» **Page excerpt**:
[Start of section]
Many of the students were first-generation American citizens. They come from households where English is a second language or not spoken at all. Their parents struggle with multiple jobs to provide for the basic needs of their families. They face opportunity gaps in learning, racial discrimination in their schools and communities, and housing insecurity as a result of gentrification of their neighborhoods. The gap created by English proficiency issues, family situations, and race have impacted their abilities to succeed academically, and impacted their sense of self-worth and confidence in their abilities.

Empowering Artistic Voices encouraged the students to transform their unique experiences and/or concerns into a collective work of art composed of each of their individual vocies. It is hoped that the public exhibition of the mural will raise awareness of the social injustices experienced by these youths in their local communities and schools, help to educate, foster community building, and to provide the students a sense of empowerment.

Post surveys conducted at the completion of the project were uniformly positive in supporting the role of the arts to become an active voice for social change, promoting community building and engagement, and allowing differences to become a unifying factor in the fight for equality in the schools and community.

mosaic voices project.jpg

The Mosaic Voices Project (2015)

A collaborative mosaic project funded by Macalester College’s Live It, Dream It Grant (2015). This project was led and facilitated by Juliette Myers in collaboration with mosaic artist Lori Greene, owner and founder of art studio Mosaic On A Stick.
[End of section]
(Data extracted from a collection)
[Start of section]
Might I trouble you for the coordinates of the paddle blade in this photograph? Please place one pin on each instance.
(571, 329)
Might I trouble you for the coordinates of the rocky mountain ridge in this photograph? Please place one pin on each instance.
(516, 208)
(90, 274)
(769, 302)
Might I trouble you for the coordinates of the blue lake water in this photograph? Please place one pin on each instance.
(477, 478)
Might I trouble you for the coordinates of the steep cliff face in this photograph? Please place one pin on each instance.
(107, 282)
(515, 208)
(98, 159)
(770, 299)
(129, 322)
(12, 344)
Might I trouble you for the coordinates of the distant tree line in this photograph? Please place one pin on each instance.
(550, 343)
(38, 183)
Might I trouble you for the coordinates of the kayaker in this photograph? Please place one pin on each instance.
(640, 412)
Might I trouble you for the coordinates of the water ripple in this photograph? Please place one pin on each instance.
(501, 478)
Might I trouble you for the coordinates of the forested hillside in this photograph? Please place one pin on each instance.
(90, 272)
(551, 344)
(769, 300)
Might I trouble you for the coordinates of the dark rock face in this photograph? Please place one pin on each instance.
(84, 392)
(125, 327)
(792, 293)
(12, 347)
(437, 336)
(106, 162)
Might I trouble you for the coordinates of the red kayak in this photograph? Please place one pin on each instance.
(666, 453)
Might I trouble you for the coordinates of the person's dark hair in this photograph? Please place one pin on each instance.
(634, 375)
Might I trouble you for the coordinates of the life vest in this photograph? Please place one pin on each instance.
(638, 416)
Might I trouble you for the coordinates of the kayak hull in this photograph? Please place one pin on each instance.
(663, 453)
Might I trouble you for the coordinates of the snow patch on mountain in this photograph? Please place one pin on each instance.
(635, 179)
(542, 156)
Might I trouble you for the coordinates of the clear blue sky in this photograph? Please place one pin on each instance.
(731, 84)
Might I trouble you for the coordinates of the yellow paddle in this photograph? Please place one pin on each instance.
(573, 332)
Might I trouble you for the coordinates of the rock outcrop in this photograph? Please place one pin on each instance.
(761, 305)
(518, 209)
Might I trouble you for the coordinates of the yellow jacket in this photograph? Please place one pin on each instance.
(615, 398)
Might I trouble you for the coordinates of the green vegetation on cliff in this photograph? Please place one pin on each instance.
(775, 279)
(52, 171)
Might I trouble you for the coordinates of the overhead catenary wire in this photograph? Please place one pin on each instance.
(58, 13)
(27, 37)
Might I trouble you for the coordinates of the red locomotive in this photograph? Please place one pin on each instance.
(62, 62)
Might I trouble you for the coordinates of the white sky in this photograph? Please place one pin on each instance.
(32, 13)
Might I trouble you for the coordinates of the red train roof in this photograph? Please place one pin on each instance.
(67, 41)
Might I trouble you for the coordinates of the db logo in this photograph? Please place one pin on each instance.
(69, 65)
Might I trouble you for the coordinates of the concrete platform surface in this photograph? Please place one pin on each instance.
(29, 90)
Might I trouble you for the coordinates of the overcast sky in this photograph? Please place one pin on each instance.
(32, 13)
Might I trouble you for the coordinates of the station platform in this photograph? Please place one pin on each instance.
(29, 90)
[End of section]
In the description of the student mural project, rewrite everything from "Post surveys conducted" down to "schools and community.", changing "uniformly positive" to "consistently positive".

» **Solved problem**:
Post surveys conducted at the completion of the project were consistently positive in supporting the role of the arts to become an active voice for social change, promoting community building and engagement, and allowing differences to become a unifying factor in the fight for equality in the schools and community.